Impressive! That’s an easy way to describe my friend Amy Lawrence.
I often thank God for leading me to wonderful friendships during my college years, and Amy is a part of that group. What makes Amy so unique? Not only is she a caring friend who is also a follower of Christ, but she has one of the coolest jobs.
Amy hosts the national CBS Sports Radio broadcast After Hours with Amy Lawrence. She is one of the only females you will hear hosting her own sports radio program. Let’s acknowledge here: glass ceiling—broken!
But what I appreciate about Amy is that although she has pioneered her way through the sports media industry and has navigated her share of ups and downs as a female in reaching her career goals, she doesn’t use her gender to force her way into a male-dominated environment. Instead, she simply works hard and gracefully maneuvers through the criticism (and sometimes through the prejudice) with a positive and grateful attitude.
Amy is a breath of fresh air in a society of feminist striving and outrage. She’s very much a proud female who also knows a thing or two about sports. But Amy focuses on more important challenges, like how to represent her faith and values in life, work, and ministry.
Welcome to my interview with Amy…
Julie: What’s one great CONNECTION that impacted and shaped your career path in sports media?
==========
WHAT TO DO ->
1. Translate this sentence from the profile of Amy Lawrence into Spanish: "She is one of the only females you will hear hosting her own sports radio program."
2. Reproduce word for word the part of the profile of Amy Lawrence starting at "I often thank" and ending at "and grateful attitude.".
3. Carry on the profile of Amy Lawrence from the point where it stops.

RECORDS ->
==========
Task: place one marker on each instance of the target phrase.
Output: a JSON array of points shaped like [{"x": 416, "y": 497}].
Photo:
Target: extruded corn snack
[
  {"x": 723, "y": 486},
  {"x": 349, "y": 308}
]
==========
FINAL RESULTS ->
1. Es una de las únicas mujeres a las que escucharás conduciendo su propio programa de radio deportivo.

2.
I often thank God for leading me to wonderful friendships during my college years, and Amy is a part of that group. What makes Amy so unique? Not only is she a caring friend who is also a follower of Christ, but she has one of the coolest jobs.
Amy hosts the national CBS Sports Radio broadcast After Hours with Amy Lawrence. She is one of the only females you will hear hosting her own sports radio program. Let’s acknowledge here: glass ceiling—broken!
But what I appreciate about Amy is that although she has pioneered her way through the sports media industry and has navigated her share of ups and downs as a female in reaching her career goals, she doesn’t use her gender to force her way into a male-dominated environment. Instead, she simply works hard and gracefully maneuvers through the criticism (and sometimes through the prejudice) with a positive and grateful attitude.

3.
Amy Lawrence: When I made my full-time jump to sports radio in Oklahoma City in 2002, I frequently crossed paths with an established TV anchor. I would see Bob Barry Jr. at football and basketball games, press conferences, and other local events. Unlike most of the men who worked in the market, he was kind and helpful to the “outsider.” I came to rely on him when I had questions and concerns about the job, and Bob always made time for me.
After a year of hosting my first talk show, I was fired unexpectedly…and it sent me reeling. I’ll never forget those first few hours trying to process the news and struggling with fear. How would I pay my bills? Should I move home? Is my career over?? In my desperation, I called Bob and cried my eyes out. He listened, encouraged me, and then gave me the best piece of career advice I’ve ever received: “You haven’t made it in this business until you’ve been fired at least twice.”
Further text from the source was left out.